**Assignment:** Transcribe the listing below exactly, leaving nothing out.

***** Given entries

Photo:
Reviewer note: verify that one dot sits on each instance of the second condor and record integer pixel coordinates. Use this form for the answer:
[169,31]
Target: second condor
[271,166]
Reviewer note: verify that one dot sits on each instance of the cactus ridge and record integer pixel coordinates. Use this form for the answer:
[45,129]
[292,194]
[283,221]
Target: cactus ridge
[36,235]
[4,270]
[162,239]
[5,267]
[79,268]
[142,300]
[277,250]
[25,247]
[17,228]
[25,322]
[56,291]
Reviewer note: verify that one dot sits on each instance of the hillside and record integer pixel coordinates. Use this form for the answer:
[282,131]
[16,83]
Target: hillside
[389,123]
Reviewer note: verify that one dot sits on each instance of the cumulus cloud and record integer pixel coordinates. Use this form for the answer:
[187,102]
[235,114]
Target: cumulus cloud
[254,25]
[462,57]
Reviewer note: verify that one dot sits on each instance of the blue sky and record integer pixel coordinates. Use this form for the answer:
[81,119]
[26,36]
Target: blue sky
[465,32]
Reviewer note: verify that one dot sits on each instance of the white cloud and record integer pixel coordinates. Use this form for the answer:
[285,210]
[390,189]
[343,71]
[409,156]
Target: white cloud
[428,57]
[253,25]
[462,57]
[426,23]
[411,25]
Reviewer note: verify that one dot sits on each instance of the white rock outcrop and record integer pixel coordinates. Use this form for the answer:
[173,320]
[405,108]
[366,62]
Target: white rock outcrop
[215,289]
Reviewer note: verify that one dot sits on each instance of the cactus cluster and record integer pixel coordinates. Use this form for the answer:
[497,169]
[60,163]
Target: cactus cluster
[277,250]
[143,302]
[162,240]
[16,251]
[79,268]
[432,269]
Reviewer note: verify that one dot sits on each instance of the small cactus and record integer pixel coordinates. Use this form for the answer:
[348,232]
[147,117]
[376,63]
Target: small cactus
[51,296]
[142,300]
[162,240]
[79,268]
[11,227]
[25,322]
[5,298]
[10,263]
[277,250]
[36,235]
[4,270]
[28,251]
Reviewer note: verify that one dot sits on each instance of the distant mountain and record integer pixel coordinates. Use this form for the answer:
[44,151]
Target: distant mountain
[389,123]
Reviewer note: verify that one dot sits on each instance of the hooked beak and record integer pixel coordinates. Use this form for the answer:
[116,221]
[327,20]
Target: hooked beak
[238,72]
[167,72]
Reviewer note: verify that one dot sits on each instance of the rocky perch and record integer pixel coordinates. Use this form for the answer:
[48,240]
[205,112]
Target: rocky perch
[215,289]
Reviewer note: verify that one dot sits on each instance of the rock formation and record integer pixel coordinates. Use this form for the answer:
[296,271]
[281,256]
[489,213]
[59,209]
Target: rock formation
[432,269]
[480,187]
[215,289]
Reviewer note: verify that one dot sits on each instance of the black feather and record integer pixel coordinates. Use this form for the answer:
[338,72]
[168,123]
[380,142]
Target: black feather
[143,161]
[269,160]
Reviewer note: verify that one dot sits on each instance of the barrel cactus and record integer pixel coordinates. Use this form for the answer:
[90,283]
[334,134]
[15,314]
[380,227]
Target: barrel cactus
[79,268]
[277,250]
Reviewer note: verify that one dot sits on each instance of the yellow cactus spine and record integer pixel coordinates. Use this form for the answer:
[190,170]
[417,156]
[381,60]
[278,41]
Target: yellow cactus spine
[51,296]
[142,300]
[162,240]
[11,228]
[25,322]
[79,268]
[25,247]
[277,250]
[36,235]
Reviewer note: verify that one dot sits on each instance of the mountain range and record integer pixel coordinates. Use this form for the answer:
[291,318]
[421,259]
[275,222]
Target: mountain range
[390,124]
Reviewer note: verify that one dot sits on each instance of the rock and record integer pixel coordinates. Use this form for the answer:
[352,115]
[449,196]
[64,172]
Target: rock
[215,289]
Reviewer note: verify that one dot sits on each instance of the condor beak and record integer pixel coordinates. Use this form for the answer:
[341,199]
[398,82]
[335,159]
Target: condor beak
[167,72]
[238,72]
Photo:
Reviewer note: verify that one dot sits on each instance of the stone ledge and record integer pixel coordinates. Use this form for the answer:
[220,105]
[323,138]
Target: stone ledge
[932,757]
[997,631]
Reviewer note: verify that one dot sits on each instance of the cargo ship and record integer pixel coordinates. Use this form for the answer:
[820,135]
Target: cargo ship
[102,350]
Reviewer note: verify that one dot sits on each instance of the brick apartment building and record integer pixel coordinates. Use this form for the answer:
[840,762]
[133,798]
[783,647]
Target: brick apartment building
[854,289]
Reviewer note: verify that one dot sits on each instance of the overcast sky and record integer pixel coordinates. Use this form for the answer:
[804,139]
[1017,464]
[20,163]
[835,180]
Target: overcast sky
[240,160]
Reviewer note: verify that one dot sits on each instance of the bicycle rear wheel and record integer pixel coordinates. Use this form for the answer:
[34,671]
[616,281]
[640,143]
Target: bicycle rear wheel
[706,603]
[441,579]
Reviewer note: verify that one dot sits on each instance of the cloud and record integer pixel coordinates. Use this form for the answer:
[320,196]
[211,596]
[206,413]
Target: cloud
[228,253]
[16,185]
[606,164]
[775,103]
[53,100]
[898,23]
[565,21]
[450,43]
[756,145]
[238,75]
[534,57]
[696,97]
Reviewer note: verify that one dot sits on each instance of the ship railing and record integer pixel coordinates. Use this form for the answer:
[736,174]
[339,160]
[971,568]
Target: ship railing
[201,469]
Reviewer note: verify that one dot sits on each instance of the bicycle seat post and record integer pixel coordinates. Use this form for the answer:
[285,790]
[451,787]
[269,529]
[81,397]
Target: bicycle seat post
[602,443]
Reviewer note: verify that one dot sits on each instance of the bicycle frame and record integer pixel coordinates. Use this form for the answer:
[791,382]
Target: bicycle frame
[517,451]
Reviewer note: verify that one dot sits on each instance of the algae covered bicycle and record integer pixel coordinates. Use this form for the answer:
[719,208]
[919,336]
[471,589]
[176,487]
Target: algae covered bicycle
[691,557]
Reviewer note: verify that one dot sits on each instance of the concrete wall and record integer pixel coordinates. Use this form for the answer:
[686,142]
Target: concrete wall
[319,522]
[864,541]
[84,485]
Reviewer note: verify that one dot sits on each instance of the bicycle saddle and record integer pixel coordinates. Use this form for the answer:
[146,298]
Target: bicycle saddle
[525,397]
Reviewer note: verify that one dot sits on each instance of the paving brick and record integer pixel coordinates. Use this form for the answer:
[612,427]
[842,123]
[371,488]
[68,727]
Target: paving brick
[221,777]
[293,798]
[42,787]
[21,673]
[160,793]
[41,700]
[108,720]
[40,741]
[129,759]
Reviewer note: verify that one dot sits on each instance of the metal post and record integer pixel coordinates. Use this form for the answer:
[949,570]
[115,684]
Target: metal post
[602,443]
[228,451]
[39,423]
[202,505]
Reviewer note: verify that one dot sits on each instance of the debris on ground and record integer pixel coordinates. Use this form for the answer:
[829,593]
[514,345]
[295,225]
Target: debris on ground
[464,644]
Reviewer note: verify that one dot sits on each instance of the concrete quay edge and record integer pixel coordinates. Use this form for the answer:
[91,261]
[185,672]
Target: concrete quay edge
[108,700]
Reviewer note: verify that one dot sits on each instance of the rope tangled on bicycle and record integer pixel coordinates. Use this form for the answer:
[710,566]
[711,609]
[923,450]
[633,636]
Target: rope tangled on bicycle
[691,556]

**********

**Answer for this exercise:**
Photo:
Reviewer note: verify that one dot sits on each instance of the second condor and record integer pixel coordinates. Use this form for the answer:
[169,31]
Target: second condor
[271,166]
Reviewer note: verify that one dot sits on each instance of the cactus ridge and record integer pixel coordinates. Use this form for the answer:
[45,129]
[292,194]
[283,221]
Target: cactus ridge
[36,235]
[4,270]
[162,239]
[5,267]
[79,268]
[142,300]
[277,250]
[25,247]
[17,228]
[25,322]
[56,291]
Reviewer note: verify that one dot sits on each instance of the hillside and record integer pixel coordinates. Use this form for the answer:
[282,131]
[16,83]
Target: hillside
[389,123]
Reviewer note: verify that one dot sits on each instance of the cumulus cloud and record integer pixel coordinates. Use this form for the answer:
[187,102]
[235,114]
Target: cumulus cloud
[254,25]
[462,57]
Reviewer note: verify that one dot sits on each instance of the blue sky and record integer pixel coordinates. Use this form for the answer:
[81,119]
[26,36]
Target: blue sky
[465,32]
Reviewer note: verify that one dot sits on each instance of the white cloud and record integer pixel coordinates. Use this form for the answer:
[285,210]
[390,189]
[343,71]
[409,156]
Target: white cloud
[428,57]
[253,25]
[462,57]
[426,23]
[411,25]
Reviewer note: verify that one dot sits on each instance of the white rock outcrop and record integer pixel coordinates. Use this form for the answer:
[173,320]
[405,108]
[366,62]
Target: white rock outcrop
[215,289]
Reviewer note: verify that one dot sits on each instance of the cactus cluster and record integer pixel coordinates. Use this form for the answer:
[497,169]
[60,163]
Target: cactus cluster
[277,250]
[143,302]
[162,240]
[16,251]
[79,268]
[432,269]
Reviewer note: verify that one dot sits on each instance of the small cactus and record integer pixel coordinates. Use this form for the answer:
[348,232]
[147,117]
[376,63]
Target: small cactus
[51,296]
[142,300]
[162,240]
[79,268]
[11,227]
[25,322]
[5,298]
[10,263]
[277,250]
[36,235]
[4,270]
[28,251]
Reviewer note: verify that one dot sits on each instance of the distant mountain and record integer pixel coordinates. Use this form for the answer:
[44,151]
Target: distant mountain
[389,123]
Reviewer note: verify that one dot sits on each instance of the hooked beak and record integer pixel coordinates. Use this form for the answer:
[116,221]
[327,20]
Target: hooked beak
[238,72]
[167,72]
Reviewer note: verify that one dot sits on each instance of the rocky perch and record integer pixel coordinates. Use this form for the answer:
[48,240]
[205,112]
Target: rocky perch
[215,289]
Reviewer note: verify that one dot sits on each instance of the rock formation and record integer pixel coordinates. Use this form for the answer:
[296,271]
[281,256]
[489,213]
[59,209]
Target: rock formation
[432,269]
[480,187]
[215,289]
Reviewer note: verify that one dot sits on each instance of the black feather and record integer pixel coordinates. Use this form for the answer:
[338,72]
[168,123]
[380,142]
Target: black feather
[143,161]
[269,160]
Reviewer note: verify that one dot sits on each instance of the barrel cactus and record integer pixel coordinates. Use this form for the answer:
[90,283]
[334,134]
[15,314]
[380,227]
Target: barrel cactus
[79,268]
[277,250]
Reviewer note: verify that one dot sits on each instance of the yellow cactus spine and record integer pixel coordinates. Use this form for the answer:
[190,170]
[417,156]
[381,60]
[278,41]
Target: yellow cactus spine
[51,296]
[142,300]
[162,240]
[11,228]
[25,322]
[79,268]
[25,247]
[277,250]
[36,235]
Reviewer note: verify that one dot sits on each instance of the mountain range and record integer pixel coordinates. Use this form for the answer:
[291,318]
[421,259]
[275,222]
Target: mountain range
[390,124]
Reviewer note: verify that one dot sits on each instance of the rock and record integer pixel coordinates. Use this form for the answer:
[352,115]
[449,196]
[64,172]
Target: rock
[215,289]
Reviewer note: verify that one dot sits on each instance of the condor beak and record integer pixel coordinates. Use this form for the answer:
[341,199]
[398,82]
[335,159]
Target: condor beak
[167,72]
[238,72]
Photo:
Reviewer note: verify that one dot sits on each instance of the stone ledge and record integer pixel coordinates. Use this form for the answer:
[220,105]
[323,138]
Target: stone ledge
[932,757]
[997,631]
Reviewer note: verify that one dot sits on each instance of the cargo ship and record integer pixel coordinates. Use this form for the answer:
[820,135]
Target: cargo ship
[102,350]
Reviewer note: verify that one dot sits on each instance of the brick apartment building and record integer pixel coordinates. Use this form for the answer:
[840,762]
[133,798]
[783,647]
Target: brick apartment building
[854,289]
Reviewer note: verify that one dot sits on each instance of the overcast sky and record integer pixel coordinates. Use this form for the answer:
[804,139]
[1017,464]
[20,163]
[835,180]
Target: overcast sky
[240,160]
Reviewer note: verify that one dot sits on each instance of the bicycle rear wheel and record integer pixel coordinates. Use this form for the answer:
[34,671]
[616,281]
[640,143]
Target: bicycle rear wheel
[706,603]
[441,579]
Reviewer note: verify that one dot sits on each instance of the cloud and record integer pixel coordinates. Use this form for the answer:
[320,196]
[211,596]
[206,413]
Target: cloud
[228,253]
[16,185]
[606,164]
[775,103]
[53,100]
[898,23]
[565,21]
[450,43]
[756,145]
[238,75]
[534,57]
[696,97]
Reviewer note: verify that one dot sits on each instance of the ship railing and record integer pixel coordinates. Use this form for the answer:
[736,174]
[339,160]
[971,568]
Target: ship railing
[201,469]
Reviewer note: verify that one dot sits on each instance of the bicycle seat post and record integer pixel coordinates. Use this form for the answer:
[285,790]
[451,787]
[269,529]
[81,397]
Target: bicycle seat post
[602,443]
Reviewer note: verify that one dot sits on each instance of the bicycle frame and record integer pixel coordinates. Use this form for the answer:
[791,382]
Target: bicycle frame
[517,451]
Reviewer note: verify that one dot sits on each instance of the algae covered bicycle and record integer pixel coordinates. Use this form for the answer:
[719,208]
[919,336]
[471,589]
[176,487]
Target: algae covered bicycle
[691,557]
Reviewer note: verify that one dot sits on each instance of the concrete wall and record integer pixel coordinates. Use this form for the answer:
[686,142]
Target: concrete wall
[319,522]
[864,541]
[84,485]
Reviewer note: verify that one dot sits on each instance of the bicycle saddle and record integer pixel coordinates. Use this form for the answer:
[146,298]
Target: bicycle saddle
[525,397]
Reviewer note: verify that one dot sits on each instance of the paving brick and record integer pixel coordinates. Use this form for the answer:
[612,427]
[842,123]
[371,488]
[68,727]
Target: paving brick
[221,777]
[293,798]
[42,787]
[21,673]
[160,793]
[41,700]
[108,720]
[40,741]
[129,759]
Reviewer note: verify that one dot sits on each instance of the metal post and record integer pixel coordinates. Use this form for the answer:
[949,570]
[115,684]
Target: metal post
[602,443]
[228,451]
[39,423]
[202,505]
Reviewer note: verify that one dot sits on each instance of the debris on ground and record integer pixel coordinates. Use this form for the answer:
[829,593]
[514,345]
[295,225]
Target: debris on ground
[464,644]
Reviewer note: verify that one dot sits on each instance of the concrete quay edge and record integer pixel coordinates. Use this form for the answer:
[91,261]
[185,672]
Target: concrete quay edge
[108,700]
Reviewer note: verify that one dot sits on each instance of the rope tangled on bicycle and record integer pixel coordinates. Use this form for the answer:
[710,566]
[711,609]
[923,450]
[633,636]
Target: rope tangled on bicycle
[691,556]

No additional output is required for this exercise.